### PROBLEM
Omit every picture while repeating the entries exactly.
· · · ·
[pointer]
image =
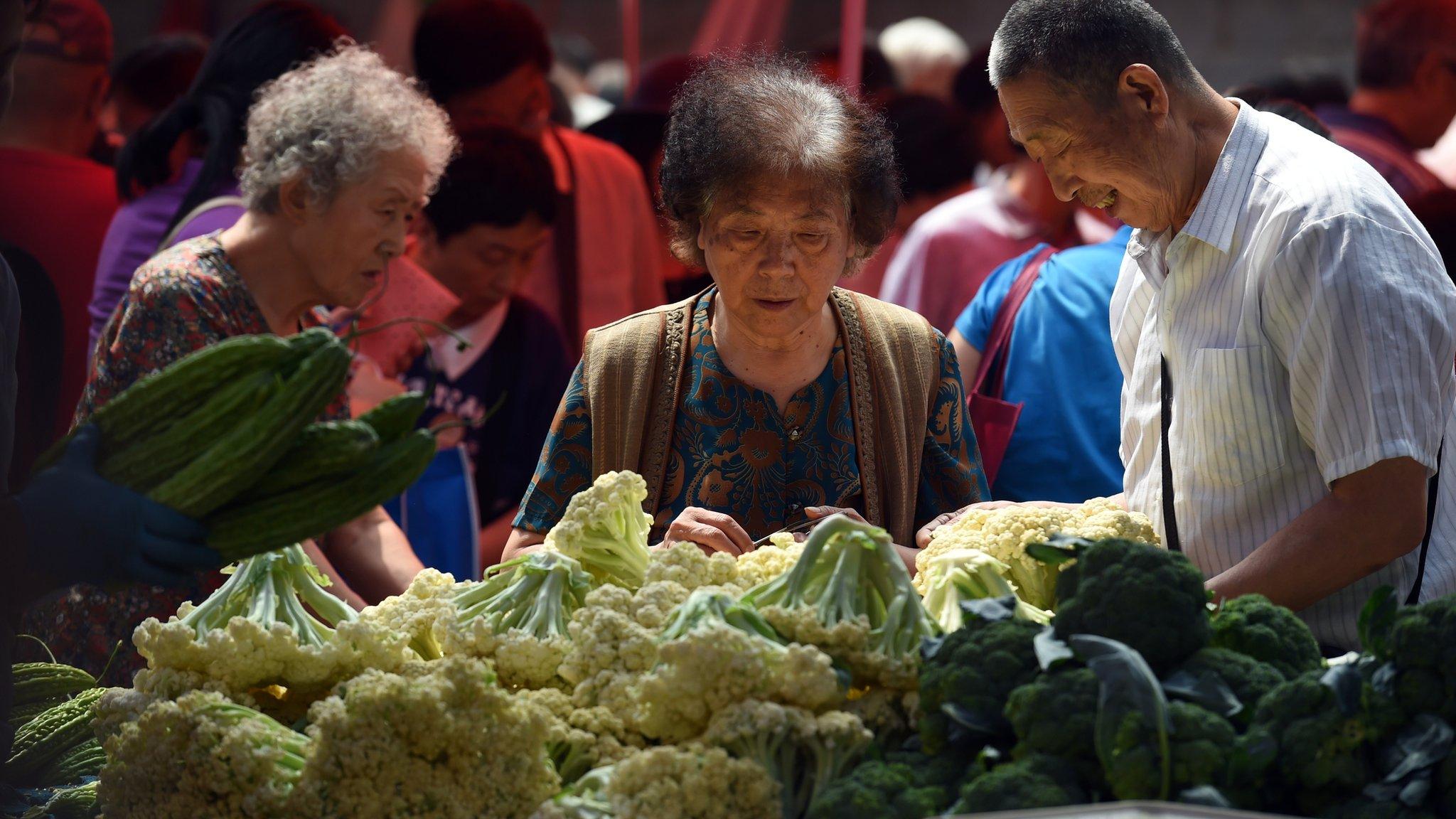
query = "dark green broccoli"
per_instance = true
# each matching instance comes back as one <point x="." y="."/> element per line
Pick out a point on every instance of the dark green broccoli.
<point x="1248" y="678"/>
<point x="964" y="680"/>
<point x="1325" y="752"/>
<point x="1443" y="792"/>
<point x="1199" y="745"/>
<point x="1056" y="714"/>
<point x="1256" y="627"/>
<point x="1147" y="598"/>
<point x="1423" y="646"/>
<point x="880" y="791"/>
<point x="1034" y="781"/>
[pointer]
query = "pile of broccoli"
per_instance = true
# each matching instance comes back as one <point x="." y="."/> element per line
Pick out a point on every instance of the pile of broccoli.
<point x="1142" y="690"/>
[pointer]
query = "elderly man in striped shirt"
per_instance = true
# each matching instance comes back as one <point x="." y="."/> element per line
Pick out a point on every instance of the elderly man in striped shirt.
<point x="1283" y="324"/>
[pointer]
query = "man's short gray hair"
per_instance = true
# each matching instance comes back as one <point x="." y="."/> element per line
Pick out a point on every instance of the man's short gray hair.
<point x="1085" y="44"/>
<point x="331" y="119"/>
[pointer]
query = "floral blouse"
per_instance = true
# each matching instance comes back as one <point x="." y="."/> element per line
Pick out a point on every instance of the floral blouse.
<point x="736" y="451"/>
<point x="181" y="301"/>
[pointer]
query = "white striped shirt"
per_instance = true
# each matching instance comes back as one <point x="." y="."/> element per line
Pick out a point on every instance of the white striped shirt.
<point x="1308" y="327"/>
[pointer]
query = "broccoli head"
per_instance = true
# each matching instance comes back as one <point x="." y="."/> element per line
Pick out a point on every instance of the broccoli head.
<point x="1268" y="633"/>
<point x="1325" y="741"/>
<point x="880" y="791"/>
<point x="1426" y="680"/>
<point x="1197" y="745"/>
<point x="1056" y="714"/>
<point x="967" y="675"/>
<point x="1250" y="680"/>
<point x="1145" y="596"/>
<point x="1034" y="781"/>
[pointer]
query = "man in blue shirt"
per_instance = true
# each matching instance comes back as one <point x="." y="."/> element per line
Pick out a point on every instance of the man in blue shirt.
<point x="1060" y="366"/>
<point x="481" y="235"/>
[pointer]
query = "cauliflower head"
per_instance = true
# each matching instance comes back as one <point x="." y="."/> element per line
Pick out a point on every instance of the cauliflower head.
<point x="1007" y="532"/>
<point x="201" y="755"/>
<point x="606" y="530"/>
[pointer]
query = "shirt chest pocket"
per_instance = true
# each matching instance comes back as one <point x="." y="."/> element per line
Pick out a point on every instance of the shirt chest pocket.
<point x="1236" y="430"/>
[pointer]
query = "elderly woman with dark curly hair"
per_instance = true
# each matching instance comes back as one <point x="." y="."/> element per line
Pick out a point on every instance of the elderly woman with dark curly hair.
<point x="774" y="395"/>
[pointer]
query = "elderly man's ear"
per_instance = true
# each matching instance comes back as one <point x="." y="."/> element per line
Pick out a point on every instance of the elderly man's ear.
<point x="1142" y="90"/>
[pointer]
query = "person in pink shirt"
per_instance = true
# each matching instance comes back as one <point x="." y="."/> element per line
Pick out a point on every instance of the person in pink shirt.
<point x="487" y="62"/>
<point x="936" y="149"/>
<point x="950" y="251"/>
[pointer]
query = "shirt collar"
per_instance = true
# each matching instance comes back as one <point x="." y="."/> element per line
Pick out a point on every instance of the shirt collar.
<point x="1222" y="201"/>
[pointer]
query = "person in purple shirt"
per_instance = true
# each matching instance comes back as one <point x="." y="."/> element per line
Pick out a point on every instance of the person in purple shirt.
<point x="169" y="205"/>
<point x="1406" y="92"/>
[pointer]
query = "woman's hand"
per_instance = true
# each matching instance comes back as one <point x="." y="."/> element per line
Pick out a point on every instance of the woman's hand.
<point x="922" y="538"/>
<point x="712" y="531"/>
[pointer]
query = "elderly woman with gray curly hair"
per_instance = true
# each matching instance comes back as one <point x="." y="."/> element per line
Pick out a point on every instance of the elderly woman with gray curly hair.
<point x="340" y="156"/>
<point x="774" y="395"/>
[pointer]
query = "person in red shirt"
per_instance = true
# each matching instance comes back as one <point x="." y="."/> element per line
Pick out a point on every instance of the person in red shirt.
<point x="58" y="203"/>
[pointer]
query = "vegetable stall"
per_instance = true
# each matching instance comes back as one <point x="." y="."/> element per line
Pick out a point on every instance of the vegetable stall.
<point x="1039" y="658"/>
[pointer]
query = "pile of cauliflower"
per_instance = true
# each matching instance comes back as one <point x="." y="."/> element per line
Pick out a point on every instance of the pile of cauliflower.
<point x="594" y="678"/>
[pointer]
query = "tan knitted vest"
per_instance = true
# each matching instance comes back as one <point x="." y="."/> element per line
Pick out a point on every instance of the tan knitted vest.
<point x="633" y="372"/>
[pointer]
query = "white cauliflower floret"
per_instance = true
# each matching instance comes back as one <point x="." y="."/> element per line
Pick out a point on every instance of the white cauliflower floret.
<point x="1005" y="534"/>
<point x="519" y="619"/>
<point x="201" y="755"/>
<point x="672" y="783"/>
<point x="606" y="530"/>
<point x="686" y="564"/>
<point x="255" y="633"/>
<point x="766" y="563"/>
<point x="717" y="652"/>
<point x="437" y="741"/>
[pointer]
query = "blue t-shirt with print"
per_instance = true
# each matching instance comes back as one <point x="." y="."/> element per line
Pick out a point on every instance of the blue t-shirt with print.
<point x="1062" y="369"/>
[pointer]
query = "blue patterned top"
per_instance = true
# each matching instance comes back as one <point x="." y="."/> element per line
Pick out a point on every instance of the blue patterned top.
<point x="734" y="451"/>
· · · ·
### RESULT OF THE EXERCISE
[pointer]
image =
query = "dark green broccoli"
per_instance = true
# each matching instance comes back as one <point x="." y="."/> element per line
Pick out a point on every instance of the dark green broccoli.
<point x="1248" y="678"/>
<point x="964" y="680"/>
<point x="1325" y="752"/>
<point x="1443" y="792"/>
<point x="1199" y="745"/>
<point x="1056" y="714"/>
<point x="1256" y="627"/>
<point x="1147" y="598"/>
<point x="1423" y="646"/>
<point x="880" y="791"/>
<point x="1034" y="781"/>
[pointer]
query = "pile of broccoli"
per_instance = true
# each matching instance comes back as one <point x="." y="."/> element per line
Pick out a point on every instance of the pile of broccoli.
<point x="1142" y="690"/>
[pointer]
query = "elderly man in striped shirt"
per_instance = true
# each matching instance comes back as one <point x="." y="."/> element per line
Pick out a point on every instance of the elderly man in striped shirt.
<point x="1283" y="324"/>
[pointer]
query = "man's short gray hair"
per_instance = true
# each matching instance comes back as one <point x="." y="."/> element per line
Pick out a point on every instance of the man's short gray hair.
<point x="1085" y="44"/>
<point x="331" y="119"/>
[pointer]
query = "floral blouse"
per_instance = true
# each matching instance comes back as one <point x="." y="."/> element per line
Pick out a point on every instance of the floral blouse.
<point x="736" y="451"/>
<point x="181" y="301"/>
[pointer]
query = "white striped shirt"
per_instance = true
# each matching instance comes back as one <point x="." y="."/> element per line
Pick out a point on every instance of the white striped shirt.
<point x="1308" y="327"/>
[pointer]
query = "broccoli head"
per_instance = true
# each matching instance comes back as one <point x="." y="."/> element per line
Pick out a point on every instance of the broccoli head.
<point x="1268" y="633"/>
<point x="1325" y="741"/>
<point x="880" y="791"/>
<point x="1426" y="680"/>
<point x="1197" y="745"/>
<point x="1056" y="714"/>
<point x="967" y="675"/>
<point x="1250" y="680"/>
<point x="1145" y="596"/>
<point x="1034" y="781"/>
[pointer]
query = "man in blue shirt"
per_instance = true
# each matching instance comes back as one <point x="." y="."/> element per line
Pick out a point on every instance of the man in blue shirt.
<point x="1060" y="366"/>
<point x="481" y="235"/>
[pointer]
query = "cauliflower head"
per_instance = true
# each matching instance comes back as one <point x="." y="."/> element per line
Pick out a point on every instance of the cauliflower head.
<point x="1007" y="532"/>
<point x="201" y="755"/>
<point x="606" y="530"/>
[pointer]
query = "shirt chest pocket"
per_instance = true
# each matching instance comes back as one <point x="." y="."/> element per line
Pick out a point on every instance of the shirt chest pocket.
<point x="1236" y="430"/>
[pointer]
query = "elderly woman with dark curly hair"
per_instance = true
# each matching instance comes back as one <point x="." y="."/> element per line
Pick out a point on every instance of the elderly woman with dark curly hair.
<point x="774" y="395"/>
[pointer]
query = "elderly man's ear"
per_instance = true
# each matching instance comes back as one <point x="." y="."/> element per line
Pick out a point on every instance of the elderly man's ear.
<point x="1142" y="90"/>
[pointer]
query = "person in pink shirt"
per_instance = true
# each matching instance comes back as one <point x="." y="."/> element per line
Pick out a point on every instance of the person in pink shirt.
<point x="487" y="62"/>
<point x="936" y="149"/>
<point x="950" y="251"/>
[pointer]
query = "shirt collar"
per_instance = true
# each matching instance comes back as one <point x="." y="."/> element per line
Pick out a point on every instance of the shirt collar.
<point x="1222" y="201"/>
[pointer]
query = "person in purple shirt"
per_instance = true
# each matching instance comes back as one <point x="." y="."/> element per line
Pick out a point on every instance of the person in purple shirt.
<point x="169" y="205"/>
<point x="1406" y="92"/>
[pointer]
query = "woman's hand"
per_instance = true
# each matching instance comes back as one <point x="." y="."/> element per line
Pick out a point on every instance of the woman's hand.
<point x="922" y="538"/>
<point x="712" y="531"/>
[pointer]
query = "elderly woman with gray curly hair"
per_instance = true
# each matching instance comes back as one <point x="." y="."/> element per line
Pick out a point on every instance of the elderly woman with gray curly hair.
<point x="340" y="156"/>
<point x="774" y="395"/>
[pointer]
query = "person in red shirt"
per_instance = true
# each matching instance comes back as one <point x="." y="."/> element per line
Pick out a point on every instance of the person in red shirt.
<point x="58" y="203"/>
[pointer]
query = "vegetable stall"
per_instance = true
# each matching instance comes back as one <point x="." y="."/> element per line
Pick out a point on every instance of the vegetable stall.
<point x="1039" y="658"/>
[pointer]
query = "pile of cauliflower"
per_instance = true
# each matching instance comes back as one <point x="." y="."/> element per line
Pick out a point on every instance of the pile of cauliflower.
<point x="594" y="678"/>
[pointer]
query = "tan knitted vest"
per_instance = true
# each matching instance comes back as one <point x="." y="."/> element per line
Pick out a point on every instance of the tan knitted vest.
<point x="633" y="372"/>
[pointer]
query = "white cauliflower floret"
per_instance = true
# each matching instance comes back as one <point x="." y="."/> element per line
Pick out a point on every instance of the white cauliflower floret.
<point x="1005" y="534"/>
<point x="519" y="619"/>
<point x="201" y="755"/>
<point x="672" y="783"/>
<point x="606" y="530"/>
<point x="686" y="564"/>
<point x="255" y="633"/>
<point x="766" y="563"/>
<point x="717" y="652"/>
<point x="437" y="741"/>
[pointer]
query = "blue t-shirt with print"
per_instance = true
# each matching instance comes back as one <point x="." y="."/> element per line
Pick out a point on every instance of the blue t-shirt with print.
<point x="1062" y="369"/>
[pointer]
query = "blue patterned top"
per_instance = true
# each matching instance comes back as one <point x="." y="."/> element per line
Pick out a point on every instance of the blue patterned top.
<point x="734" y="451"/>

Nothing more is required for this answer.